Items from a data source
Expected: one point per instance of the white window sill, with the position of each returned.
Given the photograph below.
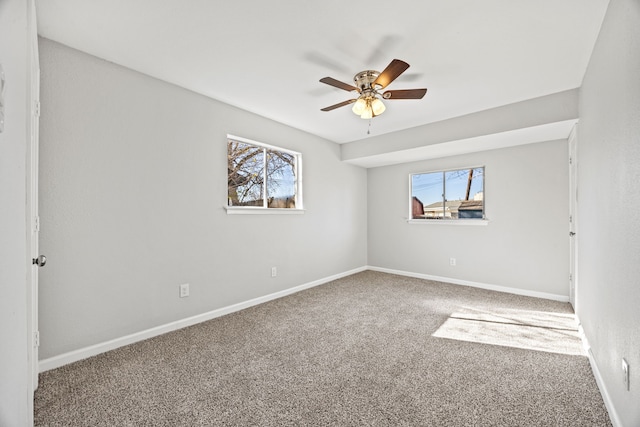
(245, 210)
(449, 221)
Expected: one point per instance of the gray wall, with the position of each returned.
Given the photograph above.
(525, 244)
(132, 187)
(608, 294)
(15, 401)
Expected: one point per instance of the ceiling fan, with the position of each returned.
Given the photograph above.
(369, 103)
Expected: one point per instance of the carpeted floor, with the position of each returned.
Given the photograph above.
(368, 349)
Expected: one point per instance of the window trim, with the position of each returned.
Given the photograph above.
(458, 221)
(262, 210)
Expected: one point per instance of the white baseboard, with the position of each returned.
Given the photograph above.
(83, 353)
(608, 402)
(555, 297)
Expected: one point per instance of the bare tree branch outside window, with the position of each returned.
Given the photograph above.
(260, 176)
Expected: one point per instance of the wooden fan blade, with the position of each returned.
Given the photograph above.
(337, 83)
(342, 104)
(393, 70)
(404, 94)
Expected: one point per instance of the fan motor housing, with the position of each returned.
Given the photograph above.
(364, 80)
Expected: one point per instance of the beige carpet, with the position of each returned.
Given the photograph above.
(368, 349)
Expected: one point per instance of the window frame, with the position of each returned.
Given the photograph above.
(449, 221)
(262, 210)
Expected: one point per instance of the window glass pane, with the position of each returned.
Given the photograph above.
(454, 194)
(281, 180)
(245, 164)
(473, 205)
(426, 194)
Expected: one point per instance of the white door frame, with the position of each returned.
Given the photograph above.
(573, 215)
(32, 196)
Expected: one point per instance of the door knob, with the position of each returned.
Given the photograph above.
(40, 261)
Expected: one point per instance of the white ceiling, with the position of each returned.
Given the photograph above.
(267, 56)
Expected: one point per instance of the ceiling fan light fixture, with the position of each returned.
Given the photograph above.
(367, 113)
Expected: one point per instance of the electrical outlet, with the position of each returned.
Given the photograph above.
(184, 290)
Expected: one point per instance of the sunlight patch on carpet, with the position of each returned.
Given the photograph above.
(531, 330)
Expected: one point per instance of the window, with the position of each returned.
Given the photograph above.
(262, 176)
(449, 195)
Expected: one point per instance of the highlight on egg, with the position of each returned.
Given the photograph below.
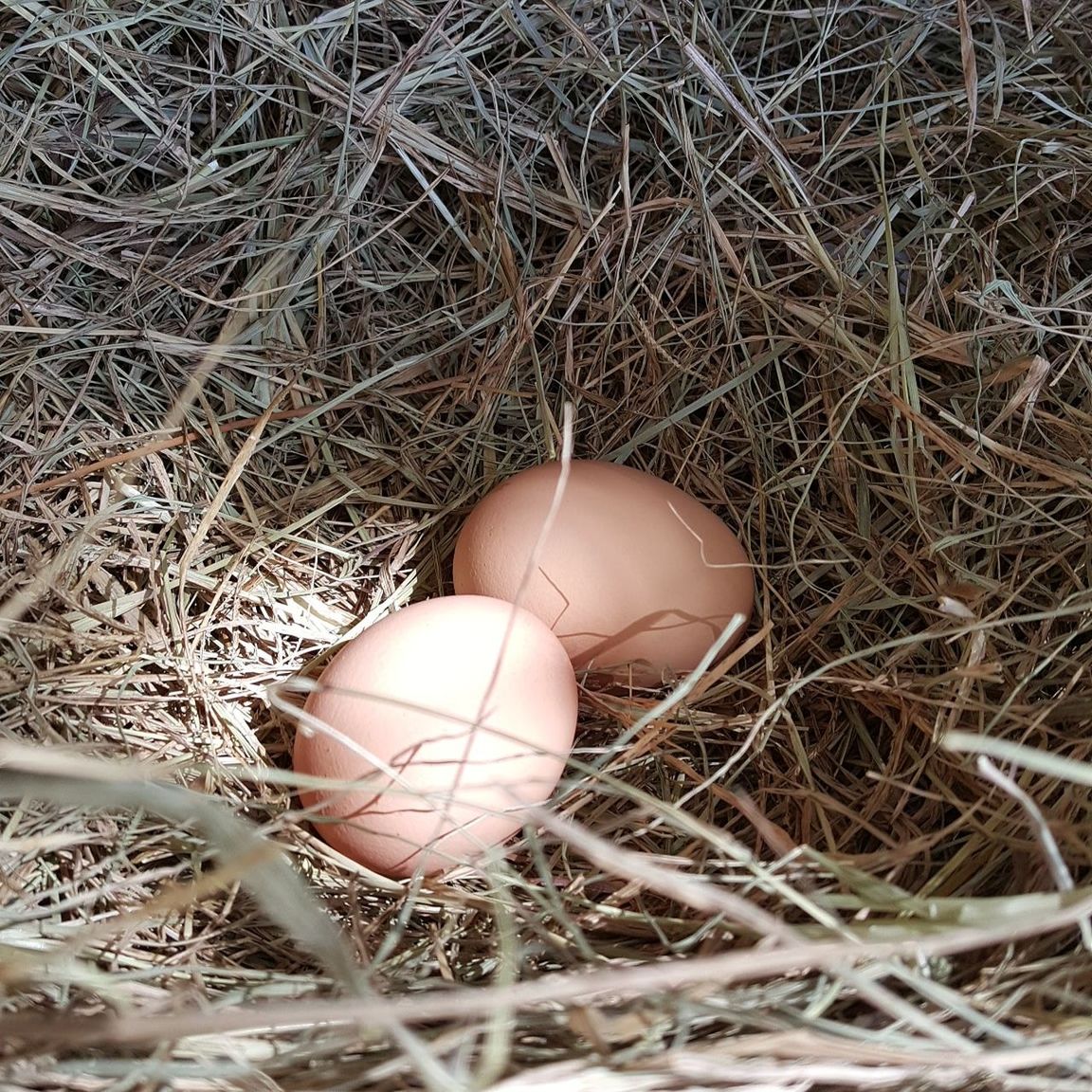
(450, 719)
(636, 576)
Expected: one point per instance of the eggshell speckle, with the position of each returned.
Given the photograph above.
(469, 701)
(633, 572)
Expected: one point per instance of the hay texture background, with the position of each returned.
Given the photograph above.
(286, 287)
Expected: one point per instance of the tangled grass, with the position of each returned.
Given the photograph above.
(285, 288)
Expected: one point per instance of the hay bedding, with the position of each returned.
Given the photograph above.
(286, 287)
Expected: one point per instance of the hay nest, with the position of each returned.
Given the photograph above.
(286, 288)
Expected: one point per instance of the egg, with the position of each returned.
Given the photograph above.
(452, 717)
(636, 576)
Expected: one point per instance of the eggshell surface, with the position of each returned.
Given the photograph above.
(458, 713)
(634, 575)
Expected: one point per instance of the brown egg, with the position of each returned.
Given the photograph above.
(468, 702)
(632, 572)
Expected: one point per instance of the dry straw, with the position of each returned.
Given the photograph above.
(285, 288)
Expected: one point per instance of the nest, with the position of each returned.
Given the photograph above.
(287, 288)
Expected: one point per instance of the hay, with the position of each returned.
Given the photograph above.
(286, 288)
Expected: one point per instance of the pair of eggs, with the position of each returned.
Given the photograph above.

▶ [Task statement] The answer must consist of every line from the records above that holds "white".

▶ [Output for this exercise]
Expected: one point per instance of the white window sill, with the position of each returned.
Expected: one point per instance of the white baseboard, with the position of each returned.
Expected: one point per instance of the white door frame, with the position of each returned.
Expected: one point per instance of the white ceiling, with the position of each returned.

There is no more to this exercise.